WORK INSTRUCTIONS:
• a. Rewrite the part of the fread() thread from "fread() manual explicitly" up to and including "arrive anytime soon.", replacing "packet" with "segment" throughout.
• b. Translate this sentence from the fread() thread into Spanish: "PHP always calls poll() before read, so it knows if there is nothing to read."

SOURCE:
Begin

Another solution would be to add an argument to the internal read call ("do not 
block") however it would change the API for the internal stream api, and would 
require the argument to be handled into each stream wrapper.
 [2010-03-11 16:51 UTC] lbarnaud@php.net
-Status: Open +Status: Feedback
 [2010-03-11 16:51 UTC] lbarnaud@php.net
> When data is already available in buffer, an information should be passed to the lower-level read() to let it know it should not block.

This will block anyway when the buffer is empty and you won't be able to known when it is empty, so you can't rely on this (sometimes it will block, sometimes not).

Also, some applications may rely on the blocking and will break if it is changed. This behavior exists since at least PHP 5.1.

> Considering any application handling data from network should handle cases when received data is not complete

As this is not the normal case I would suggest to introduce some timeout handling (this is what applications like e.g. Apache does, I guess), or fixing what prevents you from using non blocking i/o with SSL streams instead.
 [2010-03-11 20:26 UTC] magicaltux@php.net
> This will block anyway when the buffer is empty and you won't be able to known 
when it is empty, so you can't rely on this (sometimes it will block, sometimes 
not).

PHP always calls poll() before read, so it knows if there is nothing to read. 
stream_select() will return the socket as "ready" if there is data pending in 
php buffer (even if there's no data on the socket), just so we can read it.

> Also, some applications may rely on the blocking and will break if it is 
changed. This behavior exists since at least PHP 5.1.

fread() manual explicitly warns about this:

When reading from anything that is not a regular local file, such as streams 
returned when reading remote files or from popen() and fsockopen(), reading will 
stop after a packet is available. This means that you should collect the data 
together in chunks as shown in the examples below.

On the contrary, using blocking streams together with stream_select() may lead 
to async program blocking because stream_select() saw there was pending data, 
but a new packet will not arrive anytime soon.

> As this is not the normal case I would suggest to introduce some timeout 
handling (this is what applications like e.g. Apache does, I guess), or fixing 
what prevents you from using non blocking i/o with SSL streams instead.

It is the normal case to receive less than expected data as documented on the 
php manual.
Apache (or any correctly coded networking app) does not uses timeouts (except to 
detect dead clients), instead it uses read() which is reliable (ie. not hang 
when there is data that can be returned).

By the way I have looked at what causes the problem I have with SSL streams, and 
it could be worked around by switching the streamd between blocking mode and 
non-blocking mode depending on the situation, however I would prefer to avoid 
that (and it doesn't change the fact that fread() does not comply with what is 
expected from it, both from read() syscall behaviour and php's manual)

End

SUPPLIED DATA:
Begin

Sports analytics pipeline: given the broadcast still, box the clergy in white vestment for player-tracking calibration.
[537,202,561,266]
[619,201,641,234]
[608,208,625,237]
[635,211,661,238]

End

EXERCISE ANSWERS:
• a.
fread() manual explicitly warns about this:

When reading from anything that is not a regular local file, such as streams 
returned when reading remote files or from popen() and fsockopen(), reading will 
stop after a segment is available. This means that you should collect the data 
together in chunks as shown in the examples below.

On the contrary, using blocking streams together with stream_select() may lead 
to async program blocking because stream_select() saw there was pending data, 
but a new segment will not arrive anytime soon.

• b. PHP siempre llama a poll() antes de read, por lo que sabe si no hay nada que leer.